_DATASET ENTRIES:_
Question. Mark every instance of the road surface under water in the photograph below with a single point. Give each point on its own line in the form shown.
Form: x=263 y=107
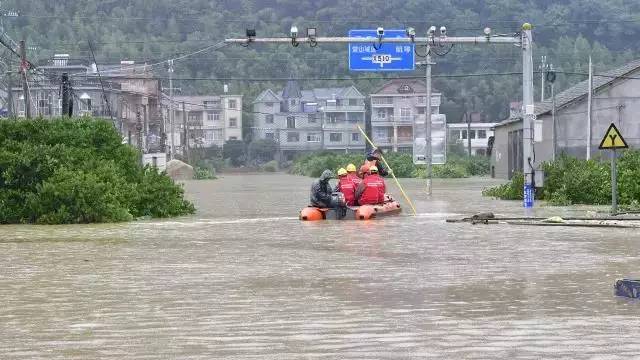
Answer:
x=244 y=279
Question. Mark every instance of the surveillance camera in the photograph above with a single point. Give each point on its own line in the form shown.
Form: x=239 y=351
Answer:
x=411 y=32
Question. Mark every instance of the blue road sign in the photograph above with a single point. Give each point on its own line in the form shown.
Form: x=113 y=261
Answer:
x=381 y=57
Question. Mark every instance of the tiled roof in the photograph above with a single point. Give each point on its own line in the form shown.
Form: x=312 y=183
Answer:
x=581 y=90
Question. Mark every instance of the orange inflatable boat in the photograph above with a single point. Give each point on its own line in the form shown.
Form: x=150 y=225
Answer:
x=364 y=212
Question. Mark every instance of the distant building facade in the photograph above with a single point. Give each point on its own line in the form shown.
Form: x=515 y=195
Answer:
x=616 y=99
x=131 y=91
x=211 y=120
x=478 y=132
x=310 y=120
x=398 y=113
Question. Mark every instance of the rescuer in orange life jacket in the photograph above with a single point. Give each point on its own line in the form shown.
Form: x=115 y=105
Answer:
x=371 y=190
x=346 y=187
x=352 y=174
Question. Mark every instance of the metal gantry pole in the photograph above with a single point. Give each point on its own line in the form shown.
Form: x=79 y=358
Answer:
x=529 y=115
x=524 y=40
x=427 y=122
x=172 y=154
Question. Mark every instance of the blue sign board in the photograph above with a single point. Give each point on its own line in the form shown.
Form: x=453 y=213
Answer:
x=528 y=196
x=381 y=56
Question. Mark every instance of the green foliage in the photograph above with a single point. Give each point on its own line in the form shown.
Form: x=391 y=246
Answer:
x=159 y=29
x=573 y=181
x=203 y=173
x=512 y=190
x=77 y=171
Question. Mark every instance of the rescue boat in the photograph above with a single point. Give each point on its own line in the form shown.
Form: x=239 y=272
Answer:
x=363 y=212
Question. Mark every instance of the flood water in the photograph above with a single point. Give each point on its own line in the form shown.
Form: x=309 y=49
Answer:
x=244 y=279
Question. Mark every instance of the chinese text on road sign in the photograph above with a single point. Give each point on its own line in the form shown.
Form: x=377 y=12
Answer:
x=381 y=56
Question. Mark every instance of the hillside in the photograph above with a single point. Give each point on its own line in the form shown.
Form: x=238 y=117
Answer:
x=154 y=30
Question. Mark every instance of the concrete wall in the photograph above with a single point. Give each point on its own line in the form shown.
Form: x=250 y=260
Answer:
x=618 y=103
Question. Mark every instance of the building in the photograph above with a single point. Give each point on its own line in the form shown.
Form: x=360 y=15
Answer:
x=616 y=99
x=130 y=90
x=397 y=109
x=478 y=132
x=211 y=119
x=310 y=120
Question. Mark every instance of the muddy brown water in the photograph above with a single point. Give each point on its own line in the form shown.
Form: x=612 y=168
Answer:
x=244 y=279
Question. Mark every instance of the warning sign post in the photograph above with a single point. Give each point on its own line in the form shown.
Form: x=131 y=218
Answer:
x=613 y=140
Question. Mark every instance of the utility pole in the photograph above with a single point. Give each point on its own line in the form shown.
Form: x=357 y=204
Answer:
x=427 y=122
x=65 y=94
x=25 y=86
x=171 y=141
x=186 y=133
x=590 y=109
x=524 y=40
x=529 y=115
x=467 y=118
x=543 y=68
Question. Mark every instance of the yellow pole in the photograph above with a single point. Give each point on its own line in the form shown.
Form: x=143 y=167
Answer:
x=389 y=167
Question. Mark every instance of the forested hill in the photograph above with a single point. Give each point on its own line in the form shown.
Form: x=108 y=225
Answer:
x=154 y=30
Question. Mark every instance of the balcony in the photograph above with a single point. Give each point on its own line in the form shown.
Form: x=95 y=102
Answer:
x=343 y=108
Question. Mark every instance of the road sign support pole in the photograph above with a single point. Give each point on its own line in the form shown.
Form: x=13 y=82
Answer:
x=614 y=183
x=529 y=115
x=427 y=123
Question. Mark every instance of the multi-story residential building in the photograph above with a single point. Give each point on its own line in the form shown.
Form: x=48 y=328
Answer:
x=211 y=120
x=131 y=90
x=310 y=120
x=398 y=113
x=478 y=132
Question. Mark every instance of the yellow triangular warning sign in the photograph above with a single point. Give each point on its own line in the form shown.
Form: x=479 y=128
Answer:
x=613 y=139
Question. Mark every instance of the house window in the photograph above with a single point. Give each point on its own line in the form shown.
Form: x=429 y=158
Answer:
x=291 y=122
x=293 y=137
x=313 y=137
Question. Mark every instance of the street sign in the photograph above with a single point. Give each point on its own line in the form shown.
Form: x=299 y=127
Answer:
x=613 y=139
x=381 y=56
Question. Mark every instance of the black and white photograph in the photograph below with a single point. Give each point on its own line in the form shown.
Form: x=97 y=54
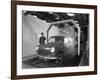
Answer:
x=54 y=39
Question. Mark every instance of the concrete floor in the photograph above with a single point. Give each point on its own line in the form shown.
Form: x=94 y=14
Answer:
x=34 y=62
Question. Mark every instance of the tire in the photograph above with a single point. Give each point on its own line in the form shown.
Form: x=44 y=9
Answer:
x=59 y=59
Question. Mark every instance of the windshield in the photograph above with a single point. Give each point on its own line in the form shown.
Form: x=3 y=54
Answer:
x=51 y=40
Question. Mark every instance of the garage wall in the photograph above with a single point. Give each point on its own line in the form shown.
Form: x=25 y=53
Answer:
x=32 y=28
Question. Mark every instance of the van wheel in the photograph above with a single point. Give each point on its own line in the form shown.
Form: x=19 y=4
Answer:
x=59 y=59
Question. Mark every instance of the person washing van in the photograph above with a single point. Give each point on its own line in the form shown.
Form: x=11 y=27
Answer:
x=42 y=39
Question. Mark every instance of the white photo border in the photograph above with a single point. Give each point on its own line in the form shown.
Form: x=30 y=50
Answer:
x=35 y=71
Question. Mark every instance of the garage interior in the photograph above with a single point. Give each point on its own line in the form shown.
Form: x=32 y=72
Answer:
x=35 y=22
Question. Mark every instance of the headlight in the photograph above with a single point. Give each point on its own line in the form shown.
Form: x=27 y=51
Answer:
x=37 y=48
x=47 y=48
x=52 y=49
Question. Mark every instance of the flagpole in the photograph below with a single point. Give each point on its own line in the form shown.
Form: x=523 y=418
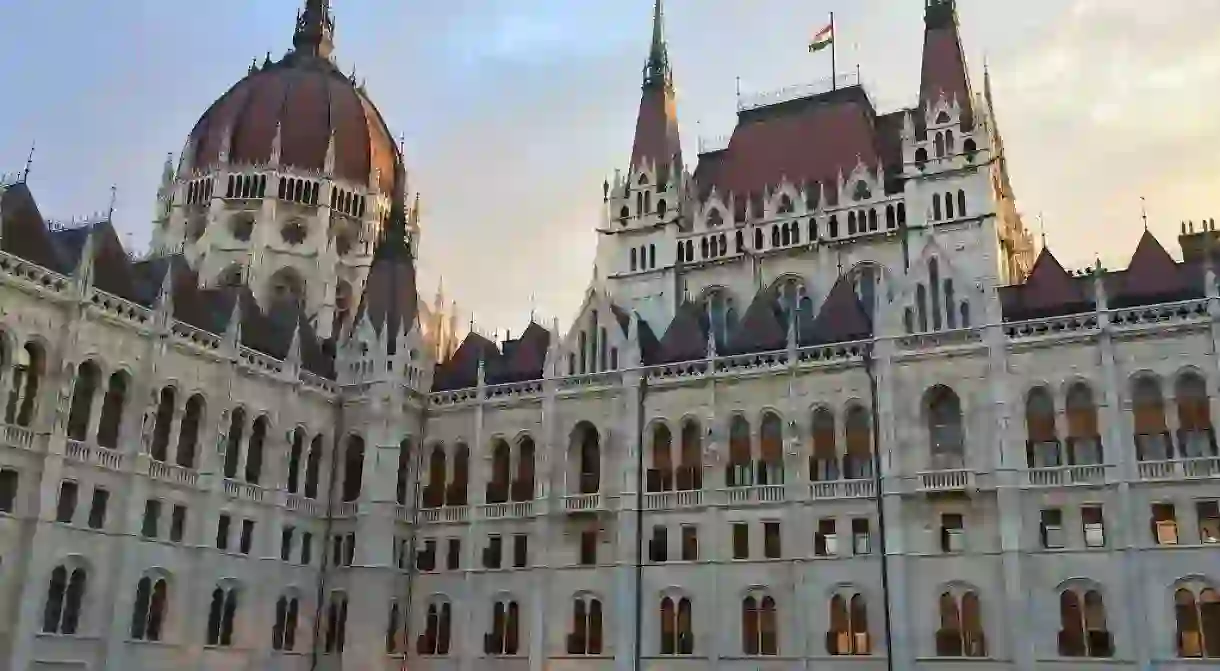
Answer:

_PROBLEM TO WORK ON:_
This exercise calls for a verbatim output of the entries, pictures omitted.

_EXERCISE RESULT:_
Question. Mark every instance of the road surface under water in the photograph below with a single point. Give each point on its own line in the form shown.
Form: x=263 y=107
Answer:
x=244 y=279
Question. Mark every instance of the surveillance camera in the photograph above with a single point. Give each point on its own line in the form shown.
Form: x=239 y=351
Answer:
x=411 y=32
Question. Mark every instance of the blue road sign in the photograph above with a single point. Give each point on its own line in the form shown.
Form: x=113 y=261
Answer:
x=381 y=57
Question. Mark every instance of the tiled roof in the photograph above with a single point. Give each point on its own line in the form shown.
Form: x=312 y=183
Answer:
x=581 y=90
Question. Mark every instance of the orange inflatable boat in the photograph above with a single point. Give each point on its own line in the form shown.
Form: x=150 y=225
Answer:
x=364 y=212
Question. Mark every instance of the distant building facade in the photograph above with a single point. Give each point on its own line in the form shown.
Form: x=515 y=195
Answer:
x=616 y=99
x=131 y=91
x=211 y=120
x=478 y=132
x=310 y=120
x=398 y=113
Question. Mark every instance of the rescuer in orange life jacket in the photograph above with a single point. Give each point on its own line in the form shown.
Form: x=115 y=105
Answer:
x=371 y=190
x=346 y=187
x=352 y=174
Question. Mark every instance of the metal gantry pole in the photograph above with a single point. Give each point on its own line in the form shown.
Form: x=79 y=358
Answer:
x=529 y=115
x=524 y=40
x=427 y=122
x=172 y=154
Question. Mark every instance of the blue sign board in the photograph above with a single point. Give each point on its own line in the form shown.
Form: x=453 y=213
Answer:
x=528 y=196
x=381 y=56
Question. Mark every instance of the green foliage in the photograph above with a single point. Give each point on its own line in the form shown.
Form: x=391 y=246
Answer:
x=159 y=29
x=573 y=181
x=203 y=173
x=512 y=190
x=77 y=171
Question. Mark every instance of the rescue boat in the photograph above with a single point. Give each point on its own line in the form shown.
Form: x=239 y=272
Answer:
x=363 y=212
Question. Mark every instance of the flood water in the photograph above with a single point. Give each point on its own line in the form shown.
Form: x=309 y=49
Answer:
x=244 y=279
Question. Mark every instance of the chinese text on road sign in the photograph above with a single point. Give each point on its own line in the form shown.
Form: x=377 y=12
Answer:
x=381 y=56
Question. Mark every instance of the hillside in the photograph above with a single point. Give each point on its own line in the form shown.
Form: x=238 y=117
Answer:
x=154 y=30
Question. Mark every instance of the concrete wall in the photograph above with a single point. Give each point on its own line in the form shown.
Form: x=250 y=260
Answer:
x=618 y=103
Question. Mark every instance of the building in the photograph above with a single point. Give each point on its own line in the form shown.
Form: x=360 y=15
Answer:
x=616 y=99
x=130 y=90
x=397 y=109
x=478 y=132
x=211 y=119
x=310 y=120
Question. Mark every instance of the muddy brown water in the photograph above with a single point. Give each point on its own line in the form shown.
Form: x=612 y=168
Answer:
x=244 y=279
Question. Mark every instance of the warning sign post in the photograph above with a single point. Give each point on its own line in the form shown.
Form: x=131 y=218
Answer:
x=613 y=140
Question. Mark every instance of the utility pole in the photograph above with a single point. Give each point on its own line in the form shown.
Form: x=357 y=204
Answer:
x=427 y=122
x=65 y=94
x=25 y=86
x=171 y=141
x=186 y=133
x=590 y=109
x=524 y=40
x=529 y=115
x=467 y=118
x=543 y=68
Question. Mark every instance of the yellow pole in the photograph above with a single point. Give each point on its own line in the form shown.
Form: x=143 y=167
Answer:
x=389 y=167
Question. Mark every instance of the forested hill in the photograph above with a single point. Give each point on its own line in the form shown.
Form: x=108 y=225
Answer:
x=154 y=30
Question. Mark every instance of the balcony in the photograph above with a single point. Give each point on its own line in the form shown.
Form: x=95 y=102
Answer:
x=343 y=108
Question. Mark every instance of the road sign support pole in the photograph above with a single point. Give each point on its own line in the form shown.
Form: x=13 y=82
Answer:
x=614 y=183
x=529 y=115
x=427 y=123
Question. Mark every instance of the multi-story residential building in the photograph above with a single point. Give each point on its own line in the form shown.
Form: x=48 y=328
Answer:
x=211 y=120
x=131 y=90
x=310 y=120
x=398 y=113
x=478 y=132
Question. Mark every instance of the yellow triangular warning sign in the photograph above with a single point. Give each point on its own line in the form shown.
Form: x=479 y=128
Answer:
x=613 y=139
Question. Mark every instance of the house window in the photograph above with a single point. Give each point on its own line in the form shown.
Form: x=429 y=158
Answer:
x=291 y=122
x=293 y=137
x=313 y=137
Question. Mark every instance of the street sign in the photograph above with a single point. Give each point on its own line in the form shown.
Form: x=299 y=127
Answer:
x=613 y=139
x=381 y=56
Question. Mark every instance of the black and white photograph in the photograph below with a single point. Give each point on its own line in the form shown.
Form: x=97 y=54
Answer:
x=54 y=39
Question. Mark every instance of the concrete floor in the photograph above with a single point. Give each point on its own line in the form shown.
Form: x=94 y=14
Answer:
x=34 y=62
Question. Mark every instance of the tire in the photograph above with a single point. Give each point on its own line in the form shown.
Form: x=44 y=9
Answer:
x=59 y=59
Question. Mark every instance of the windshield in the photograph above with a single point. Give each point on its own line in the form shown.
Form: x=3 y=54
Answer:
x=51 y=40
Question. Mark every instance of the garage wall in the photograph above with a single point. Give each point on its own line in the form shown.
Form: x=25 y=53
Answer:
x=32 y=28
Question. Mark every instance of the van wheel in the photograph above with a single point. Give each point on its own line in the form shown.
Form: x=19 y=4
Answer:
x=59 y=59
Question. Mark every instance of the person washing van in the photograph above with a single point. Give each point on its own line in the form shown.
Form: x=11 y=27
Answer:
x=42 y=39
Question. Mark every instance of the white photo border in the photograph above with a single point. Give each point on its own line in the form shown.
Form: x=30 y=50
Answer:
x=35 y=71
Question. Mark every instance of the garage interior in the photograph above with a single point. Give each point on its own line in the form shown.
Form: x=32 y=72
Answer:
x=35 y=22
Question. Mark every instance of the headlight in the photograph above with a single point. Give each point on its own line in the form shown.
Form: x=27 y=51
Answer:
x=37 y=48
x=47 y=48
x=52 y=49
Question. Mark every instance of the flagpole in the photograph below with a single point. Give each point on its own line in the form shown.
Form: x=523 y=418
Answer:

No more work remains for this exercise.